-------- Page excerpt --------

Stewart v. State

Annotate this Case

229 So. 2d 53 (1969)

Willie James STEWART v. STATE of Mississippi.

No. 45685.

Supreme Court of Mississippi.

December 1, 1969.

*54 Reuben V. Anderson, Fred L. Banks, Jr., John A. Nichols, Jackson, for appellant.

A.F. Summer, Atty. Gen., by Guy N. Rogers, Asst. Atty. Gen., and Velia Ann Mayer, Special Asst. Atty. Gen., Jackson, for appellee.

RODGERS, Justice.

The appellant, Willie James Stewart, a negro, was indicted for forcible rape of Mrs. Anne Yarema, a white woman, by the Grand Jury of Harrison County, Mississippi, at the February term, 1969. He was arraigned at the April term and pleaded not guilty. His trial was set for April 30, 1969. On the date of his trial, he changed his plea to "guilty." His attorney was present and agreed to the plea. The trial judge examined the defendant as to whether or not he understood that he could receive the death penalty as a result of his plea. The appellant stated that he did understand; whereupon, a jury was empaneled and carefully examined as to whether or not they had any conscientious scruples as to the infliction of the death penalty. Some of the jurors were excused, because they admitted that they could not return a verdict in any event that would result in the death penalty. During all this procedure, defense counsel said nothing. Although several jurors knew about the case, defense counsel did not challenge any juror for cause. He finally peremptorily challenged six jurors.

-------- Data segment --------

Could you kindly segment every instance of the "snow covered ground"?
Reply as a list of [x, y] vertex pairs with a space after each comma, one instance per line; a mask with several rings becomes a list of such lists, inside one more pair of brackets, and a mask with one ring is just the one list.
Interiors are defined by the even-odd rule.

--------

Your task: Can you repeat the court opinion word for word between "Annotate this Case" and "Jackson, for appellant.", inclusive? Answer from the court opinion alone, without drawing on any of the lines.

Exercise answer:
Annotate this Case

229 So. 2d 53 (1969)

Willie James STEWART v. STATE of Mississippi.

No. 45685.

Supreme Court of Mississippi.

December 1, 1969.

*54 Reuben V. Anderson, Fred L. Banks, Jr., John A. Nichols, Jackson, for appellant.